Activity list:
[a] Answer these from the journal entry, each on its own line:
(i) How many steps are recorded for the day?
(ii) What is the personal goal for the entire trip?
(iii) What does the unidentified animal's evening sound resemble?
[b] Translate this sentence from the journal entry into Spanish: "I have never heard cricket chirping so loud."
[c] Resume the journal entry about the day at the clinic after its final sentence.

Text passage:

▼▼▼

A full day.
Best: getting to have a proper visit with Aidan
*croud vomits and leaves*
Okay okay, other than that little bit of heart gladness, I finally fell into my surgical zen today. It isn’t a speed thing, I had plenty of ~20min spays in the last few days; more of an economic poetry of motion. And a gentle, pleasant, silent hum in my brain.
Worst: finding out Nicole is getting sick and contemplating the possibility of my catching whatever seems to have infected two of the four people living in this cottage.
Vet Goals for tomorrow: don’t forget anything while packing for the out clinic!
Personal Goal: go for a morning walk
Personal Goal for Entire Trip: get back in the habit of 10 000 steps a day
Dogs: spays, neuters, one euthanasia
Steps: 10 536 (although, I did not have my phone on me while working…)
I succeeded in going for my long walk, (Personal Goal I made for today). I went in the evening after work, a beer and a shower. I admit the sun was … setting… or set, depending on your definitions of these things. Safety Elephants in the audience may take issue BUT, I am still alive, so shush.
Anyhow, I want to take you through the auditory progression of an evening in this particular part of Africa. As the sun is setting the birds start their racket. It is a beautiful racket, but a racket none the less. As they tuck in for the evening the crickets come out in force. Either the crickets here are 20+lbs or there are ~1000 crickets per square foot. I have never heard cricket chirping so loud. The crickets ease off slowly, and start to blend in with some sort of animal that makes a sound like bamboo wind chimes, (I assume these critters are what the bamboo fashioned their music after), and the occasional rattle of a cowbell. Every evening follows this progression.

▲▲▲

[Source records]
▼▼▼

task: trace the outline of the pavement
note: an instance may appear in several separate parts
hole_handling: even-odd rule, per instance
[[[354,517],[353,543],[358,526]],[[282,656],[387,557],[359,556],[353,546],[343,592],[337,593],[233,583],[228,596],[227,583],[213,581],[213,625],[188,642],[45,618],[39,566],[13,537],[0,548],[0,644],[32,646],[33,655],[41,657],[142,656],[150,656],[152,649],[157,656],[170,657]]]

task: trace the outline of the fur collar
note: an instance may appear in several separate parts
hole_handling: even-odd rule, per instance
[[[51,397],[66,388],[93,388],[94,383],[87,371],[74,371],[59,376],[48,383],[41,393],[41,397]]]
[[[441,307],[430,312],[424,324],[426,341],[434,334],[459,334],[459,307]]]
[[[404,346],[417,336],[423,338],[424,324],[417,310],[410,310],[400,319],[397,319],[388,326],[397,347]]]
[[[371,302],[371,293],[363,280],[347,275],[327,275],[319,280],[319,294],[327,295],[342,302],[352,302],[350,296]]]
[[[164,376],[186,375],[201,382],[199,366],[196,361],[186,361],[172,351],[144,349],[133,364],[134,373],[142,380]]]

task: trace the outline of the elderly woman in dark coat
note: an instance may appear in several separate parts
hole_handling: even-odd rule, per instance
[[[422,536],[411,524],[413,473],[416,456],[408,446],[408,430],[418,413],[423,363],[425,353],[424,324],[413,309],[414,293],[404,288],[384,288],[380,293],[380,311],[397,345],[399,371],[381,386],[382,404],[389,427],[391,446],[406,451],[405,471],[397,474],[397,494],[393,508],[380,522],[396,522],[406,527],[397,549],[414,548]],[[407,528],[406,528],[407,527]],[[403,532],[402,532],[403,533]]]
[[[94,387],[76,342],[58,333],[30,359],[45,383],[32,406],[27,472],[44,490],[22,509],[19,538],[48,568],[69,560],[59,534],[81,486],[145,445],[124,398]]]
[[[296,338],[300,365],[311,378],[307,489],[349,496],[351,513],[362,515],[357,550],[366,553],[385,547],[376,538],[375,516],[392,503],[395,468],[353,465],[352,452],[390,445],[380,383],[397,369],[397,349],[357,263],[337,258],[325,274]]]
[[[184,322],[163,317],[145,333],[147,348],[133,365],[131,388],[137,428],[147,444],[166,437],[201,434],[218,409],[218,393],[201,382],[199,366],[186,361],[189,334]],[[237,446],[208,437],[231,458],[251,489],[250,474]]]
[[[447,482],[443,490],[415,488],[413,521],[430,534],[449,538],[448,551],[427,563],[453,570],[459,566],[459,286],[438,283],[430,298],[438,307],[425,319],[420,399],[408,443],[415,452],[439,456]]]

▲▲▲

Activity answers:
[a]
(i) 10 536
(ii) Getting back in the habit of 10 000 steps a day
(iii) Bamboo wind chimes

[b] Nunca he oído a los grillos cantar tan fuerte.

[c]
You’ll notice in the above photos that there are no leaves on the trees. Or rather, you may not have noticed this because you’re enjoying the tail end of Autumn and are quite used to being surrounded by bare twigs. Now that I’ve pointed it out, however, you’re starting to realize, “Wait a minute, she’s on the other side of the Equator, isn’t it Summer there?” And you’re right! It IS summer. BUUUUTT when you’re so close to the Equator, and in a desert, it turns out that the heat of summer is the major survival challenge, not the ice cold of winter.
.. ha.. ice cold.. Africa..
Right, SO, all the trees lose their leaves in preparation for Summer since the major source of water loss for a tree, or most plants, is during respiration through the stomata on their leaves. I’ve noticed a few other strategies around: one extremely thorny bush seems to keep only a small area of green for the Summer, and grows bloody long spikes to protect that precious resource from hungry browsers; and of course the cacti and succulents use heavy layers of wax and night time respiration to deal with the heat and lack of ambient humidity.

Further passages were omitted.